__Assignment__. In the text on state privacy laws, what amount settled the nationwide class action against Facebook?

‘Paper Tiger’ State Privacy Laws Worse Than Having No Law at All

Oct. 12, 2023, 8:00 AM UTC

Congressional ineptitude has prompted states to step in and pass their own versions of cybersecurity and privacy laws. The problem with most state bills, however, is that they make matters worse.

Technology has advanced at a breakneck speed, and trusting lawmakers to step in—when many lack a basic understanding of the issues—has paved the way for widespread privacy violations in the digital age.

As an example, the Mozilla Foundation announced last month that cars are “the official worst category of products for privacy” that it has ever reviewed. The global nonprofit reviewed 25 car brands and found 92% of them “give drivers little to no control over their personal data.”

Privacy violations are nothing new. In 2005, Sony BMG’s anti-piracy measures on music CDs installed hidden rootkit software onto PCs that reported back to Sony the CD being played and the IP address of the PC, creating a host of vulnerabilities for worms and viruses to exploit.

One would think that with nearly 20 years of experience with privacy violations, the US would at least have something akin to the EU’s General Data Protection Regulation. Instead, privacy and security bills routinely fail in Congress, and states are left to pick up the pieces.

While not ideal, common-law claims and consumer protection statutes already have been used regularly by civil litigants to enforce their rights against privacy and security violations—some leading to record-breaking settlements of over half a billion dollars to consumers.

In a nationwide class action against Facebook brought in the wake of the Cambridge Analytica scandal, Facebook users brought several common law and statutory claims. The case was settled for $725 million.

Another case involving Equifax’s 2017 data breach, which exposed personal information of nearly 150 million consumers, the parties reached a settlement of up to $505.5 million.

But legislation taking effect in the next several years—Florida‘s Technology Transparency Act, Indiana‘s and Iowa‘s Consumer Data Protection Acts, Montana‘s Consumer Data Privacy Act, Oregon‘s Consumer Privacy Act, Tennessee‘s Information Protection Act, and Utah‘s Consumer Privacy Act—do nothing to help consumers hold companies that engage in rampant privacy and security violations accountable for their conduct.

Records excerpted from a collection:
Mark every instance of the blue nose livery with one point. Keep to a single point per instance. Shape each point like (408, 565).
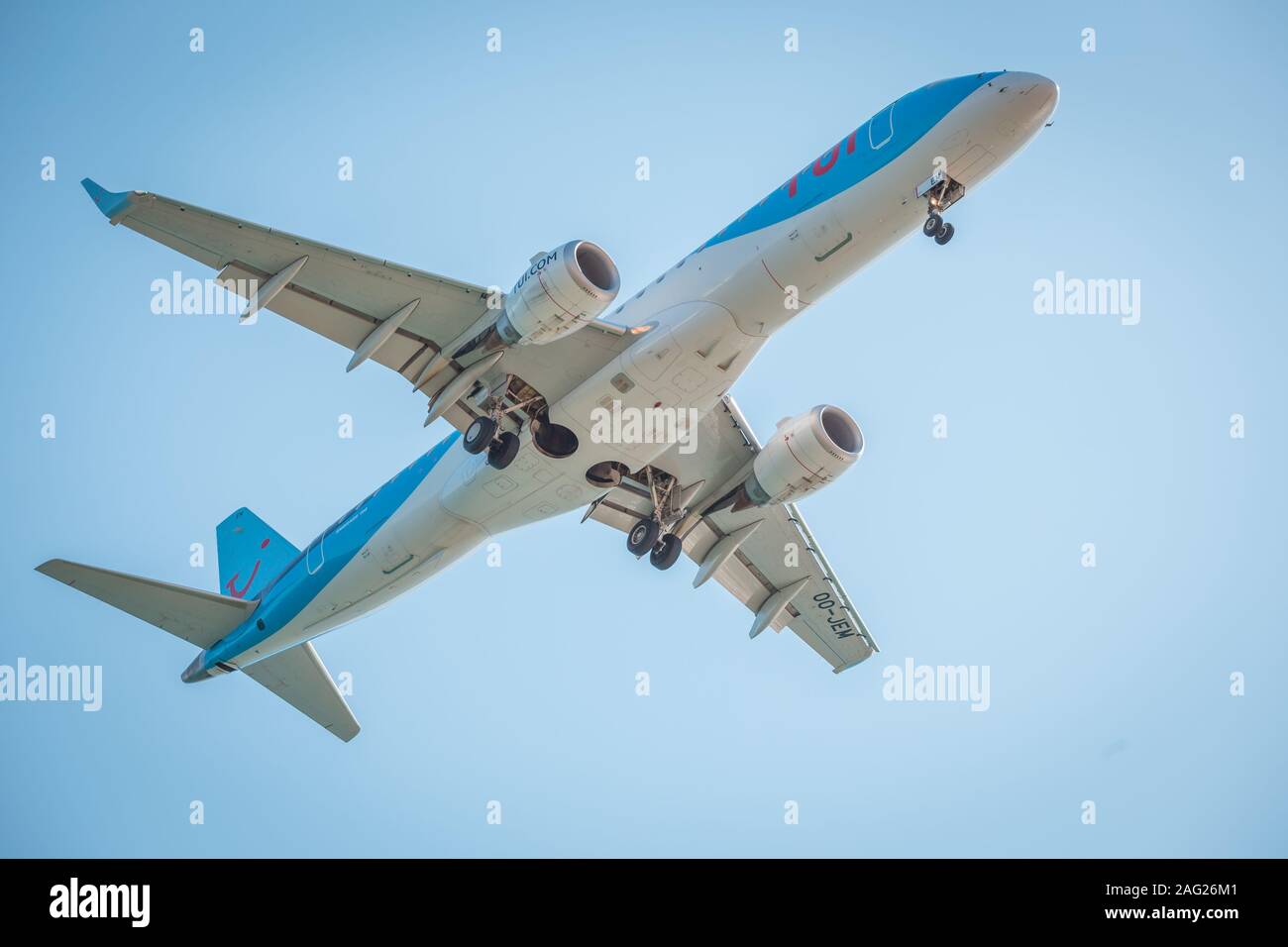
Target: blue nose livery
(528, 379)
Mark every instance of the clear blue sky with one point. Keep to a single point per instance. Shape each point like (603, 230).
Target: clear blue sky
(516, 684)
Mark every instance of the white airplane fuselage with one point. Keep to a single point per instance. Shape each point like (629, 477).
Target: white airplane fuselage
(712, 312)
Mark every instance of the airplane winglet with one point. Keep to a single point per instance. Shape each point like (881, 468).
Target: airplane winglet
(112, 204)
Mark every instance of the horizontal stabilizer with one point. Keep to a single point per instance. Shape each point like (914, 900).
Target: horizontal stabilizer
(299, 678)
(200, 617)
(252, 554)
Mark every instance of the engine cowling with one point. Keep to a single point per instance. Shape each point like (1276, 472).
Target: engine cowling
(804, 455)
(561, 292)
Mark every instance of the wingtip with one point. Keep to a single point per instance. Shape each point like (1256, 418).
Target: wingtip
(48, 566)
(110, 202)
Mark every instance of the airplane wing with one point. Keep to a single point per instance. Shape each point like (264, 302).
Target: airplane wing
(299, 678)
(390, 313)
(777, 569)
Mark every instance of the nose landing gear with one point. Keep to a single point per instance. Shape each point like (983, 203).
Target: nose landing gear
(938, 228)
(940, 193)
(485, 433)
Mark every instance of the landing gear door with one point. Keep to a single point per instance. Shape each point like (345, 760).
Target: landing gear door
(390, 553)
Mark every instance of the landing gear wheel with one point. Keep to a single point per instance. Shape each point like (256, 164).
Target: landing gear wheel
(666, 552)
(503, 450)
(478, 436)
(642, 536)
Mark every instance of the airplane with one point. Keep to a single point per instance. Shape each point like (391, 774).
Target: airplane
(523, 377)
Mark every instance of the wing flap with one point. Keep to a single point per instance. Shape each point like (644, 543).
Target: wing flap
(196, 616)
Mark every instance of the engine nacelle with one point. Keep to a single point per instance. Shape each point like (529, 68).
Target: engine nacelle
(805, 454)
(561, 292)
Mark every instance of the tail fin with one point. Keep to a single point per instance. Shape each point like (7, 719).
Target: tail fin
(196, 616)
(252, 554)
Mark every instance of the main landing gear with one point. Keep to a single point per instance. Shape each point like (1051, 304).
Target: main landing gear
(938, 228)
(645, 536)
(481, 436)
(661, 532)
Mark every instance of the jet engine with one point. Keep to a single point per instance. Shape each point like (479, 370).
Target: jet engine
(561, 292)
(804, 455)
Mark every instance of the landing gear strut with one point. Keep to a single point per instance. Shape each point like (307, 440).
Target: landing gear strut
(940, 193)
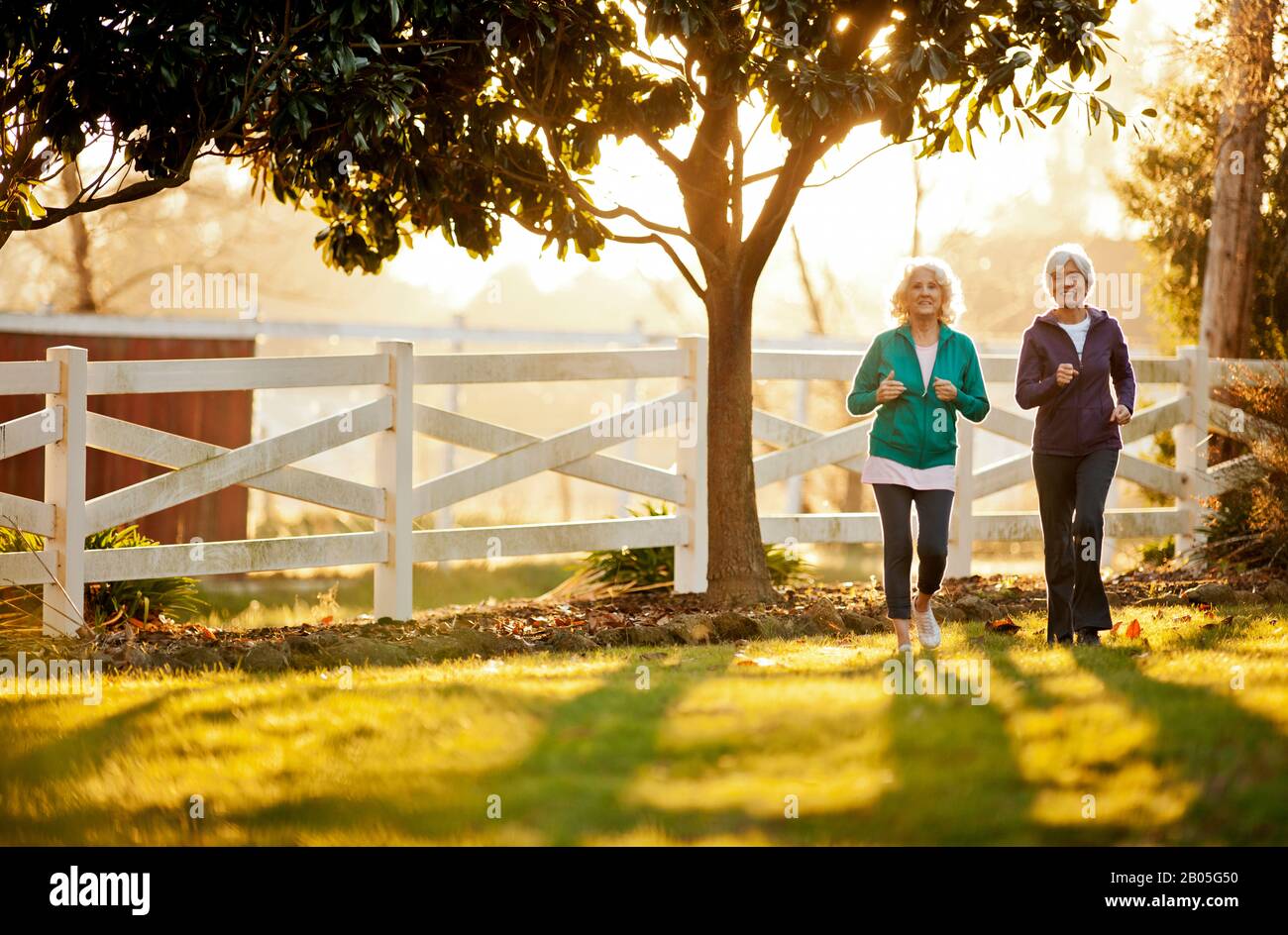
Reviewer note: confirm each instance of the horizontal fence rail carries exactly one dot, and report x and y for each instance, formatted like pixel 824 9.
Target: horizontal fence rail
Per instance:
pixel 65 429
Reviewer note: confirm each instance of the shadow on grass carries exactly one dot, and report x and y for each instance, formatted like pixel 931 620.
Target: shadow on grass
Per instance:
pixel 954 779
pixel 1237 759
pixel 574 784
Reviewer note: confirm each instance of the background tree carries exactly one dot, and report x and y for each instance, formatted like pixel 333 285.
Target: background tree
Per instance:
pixel 1247 78
pixel 1171 189
pixel 348 110
pixel 516 125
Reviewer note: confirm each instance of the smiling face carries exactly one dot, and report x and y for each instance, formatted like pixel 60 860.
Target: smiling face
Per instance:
pixel 1069 286
pixel 925 296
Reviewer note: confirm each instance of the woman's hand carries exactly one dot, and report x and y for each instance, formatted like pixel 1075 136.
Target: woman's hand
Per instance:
pixel 889 389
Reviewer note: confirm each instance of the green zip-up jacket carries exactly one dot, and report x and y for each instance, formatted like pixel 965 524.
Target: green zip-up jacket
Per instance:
pixel 918 429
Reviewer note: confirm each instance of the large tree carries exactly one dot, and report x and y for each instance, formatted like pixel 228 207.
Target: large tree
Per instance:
pixel 1244 93
pixel 516 124
pixel 138 90
pixel 520 119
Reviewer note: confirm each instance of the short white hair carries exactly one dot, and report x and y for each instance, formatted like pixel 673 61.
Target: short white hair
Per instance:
pixel 1060 256
pixel 953 304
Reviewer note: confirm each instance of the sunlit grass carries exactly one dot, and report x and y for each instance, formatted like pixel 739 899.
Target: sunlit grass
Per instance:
pixel 1184 743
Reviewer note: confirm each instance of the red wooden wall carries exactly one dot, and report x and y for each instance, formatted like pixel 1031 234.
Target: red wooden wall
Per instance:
pixel 217 417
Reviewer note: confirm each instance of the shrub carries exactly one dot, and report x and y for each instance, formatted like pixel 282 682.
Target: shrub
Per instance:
pixel 1249 524
pixel 104 601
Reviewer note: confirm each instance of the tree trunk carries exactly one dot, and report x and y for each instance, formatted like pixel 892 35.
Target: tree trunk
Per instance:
pixel 1229 277
pixel 82 274
pixel 735 566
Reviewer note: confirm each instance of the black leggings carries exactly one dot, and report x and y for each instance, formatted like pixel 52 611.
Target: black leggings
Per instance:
pixel 894 502
pixel 1072 500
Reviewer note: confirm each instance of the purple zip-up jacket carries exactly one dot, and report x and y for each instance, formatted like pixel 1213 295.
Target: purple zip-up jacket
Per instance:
pixel 1074 419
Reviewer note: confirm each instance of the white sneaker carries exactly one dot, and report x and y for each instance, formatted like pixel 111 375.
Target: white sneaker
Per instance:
pixel 927 627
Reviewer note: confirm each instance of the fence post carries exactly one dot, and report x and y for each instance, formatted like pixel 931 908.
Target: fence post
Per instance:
pixel 394 450
pixel 64 491
pixel 1192 450
pixel 962 541
pixel 691 561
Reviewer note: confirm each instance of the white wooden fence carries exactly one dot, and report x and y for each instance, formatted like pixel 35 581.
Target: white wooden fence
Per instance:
pixel 65 429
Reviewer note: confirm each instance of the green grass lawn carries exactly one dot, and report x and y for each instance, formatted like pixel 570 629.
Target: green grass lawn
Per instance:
pixel 711 751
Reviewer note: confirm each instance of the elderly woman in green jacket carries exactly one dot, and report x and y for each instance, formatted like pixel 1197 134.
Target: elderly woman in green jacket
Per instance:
pixel 918 376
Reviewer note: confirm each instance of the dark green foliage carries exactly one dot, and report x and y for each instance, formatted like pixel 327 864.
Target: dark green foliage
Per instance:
pixel 454 116
pixel 143 600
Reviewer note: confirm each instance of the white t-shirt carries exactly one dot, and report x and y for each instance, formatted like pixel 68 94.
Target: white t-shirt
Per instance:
pixel 883 470
pixel 1078 333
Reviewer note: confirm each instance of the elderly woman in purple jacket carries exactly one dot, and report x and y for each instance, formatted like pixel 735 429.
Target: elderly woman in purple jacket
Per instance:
pixel 1068 361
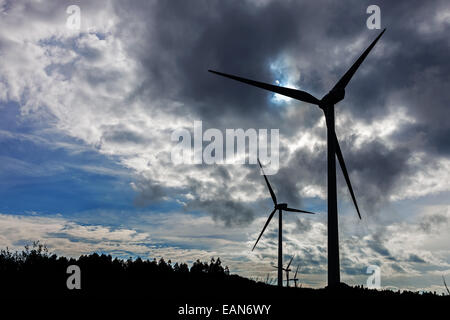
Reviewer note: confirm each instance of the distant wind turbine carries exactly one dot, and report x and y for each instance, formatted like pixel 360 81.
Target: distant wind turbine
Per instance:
pixel 287 270
pixel 327 103
pixel 445 284
pixel 280 207
pixel 295 279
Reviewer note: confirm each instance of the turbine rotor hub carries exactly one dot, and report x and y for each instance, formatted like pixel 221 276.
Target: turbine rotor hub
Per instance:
pixel 332 97
pixel 281 206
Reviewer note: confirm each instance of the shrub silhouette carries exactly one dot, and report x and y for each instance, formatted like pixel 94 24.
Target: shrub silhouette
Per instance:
pixel 35 272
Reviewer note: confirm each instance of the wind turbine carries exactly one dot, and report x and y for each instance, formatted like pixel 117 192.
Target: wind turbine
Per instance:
pixel 295 279
pixel 445 284
pixel 280 207
pixel 336 94
pixel 287 270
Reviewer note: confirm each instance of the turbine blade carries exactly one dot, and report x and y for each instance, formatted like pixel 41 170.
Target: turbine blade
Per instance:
pixel 297 210
pixel 265 226
pixel 272 194
pixel 342 83
pixel 445 284
pixel 296 271
pixel 290 263
pixel 344 171
pixel 288 92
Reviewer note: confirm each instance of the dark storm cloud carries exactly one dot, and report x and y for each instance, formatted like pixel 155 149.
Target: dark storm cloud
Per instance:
pixel 149 193
pixel 177 41
pixel 230 212
pixel 433 222
pixel 302 225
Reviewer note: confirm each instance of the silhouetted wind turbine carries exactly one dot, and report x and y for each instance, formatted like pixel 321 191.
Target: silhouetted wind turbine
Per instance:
pixel 295 279
pixel 445 284
pixel 327 103
pixel 287 270
pixel 280 207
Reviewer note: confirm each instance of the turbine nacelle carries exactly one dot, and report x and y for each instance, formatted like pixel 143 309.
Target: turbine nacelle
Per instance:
pixel 281 206
pixel 332 97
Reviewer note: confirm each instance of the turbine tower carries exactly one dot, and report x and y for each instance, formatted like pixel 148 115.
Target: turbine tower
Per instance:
pixel 280 207
pixel 327 103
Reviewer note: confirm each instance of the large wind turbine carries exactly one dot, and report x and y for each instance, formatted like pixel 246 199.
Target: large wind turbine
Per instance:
pixel 327 103
pixel 280 207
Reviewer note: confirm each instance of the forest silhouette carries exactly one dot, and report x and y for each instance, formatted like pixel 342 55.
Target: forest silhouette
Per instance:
pixel 34 272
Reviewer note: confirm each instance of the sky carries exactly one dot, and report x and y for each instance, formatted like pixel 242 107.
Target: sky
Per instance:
pixel 87 116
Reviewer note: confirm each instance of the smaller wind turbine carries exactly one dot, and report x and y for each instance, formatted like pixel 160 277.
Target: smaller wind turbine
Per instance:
pixel 280 207
pixel 295 279
pixel 445 284
pixel 287 270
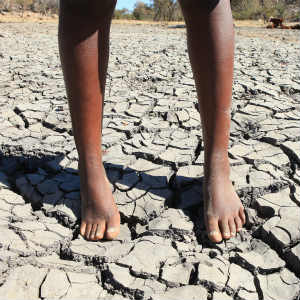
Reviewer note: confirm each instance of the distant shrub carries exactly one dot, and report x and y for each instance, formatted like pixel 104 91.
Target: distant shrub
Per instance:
pixel 122 14
pixel 264 9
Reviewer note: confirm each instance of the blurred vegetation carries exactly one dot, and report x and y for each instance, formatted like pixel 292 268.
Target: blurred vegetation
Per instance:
pixel 264 9
pixel 45 7
pixel 169 10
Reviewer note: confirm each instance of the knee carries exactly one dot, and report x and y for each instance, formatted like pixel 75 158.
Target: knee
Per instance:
pixel 191 7
pixel 89 8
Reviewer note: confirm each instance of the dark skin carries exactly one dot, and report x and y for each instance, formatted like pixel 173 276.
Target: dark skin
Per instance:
pixel 83 41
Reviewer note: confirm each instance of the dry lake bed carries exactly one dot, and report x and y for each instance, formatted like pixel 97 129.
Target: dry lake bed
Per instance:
pixel 154 161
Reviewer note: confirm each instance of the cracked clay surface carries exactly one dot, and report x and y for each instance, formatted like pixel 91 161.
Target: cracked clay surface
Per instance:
pixel 154 161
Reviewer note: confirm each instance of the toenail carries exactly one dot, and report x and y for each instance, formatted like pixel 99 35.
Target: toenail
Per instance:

__Answer space__. $725 million.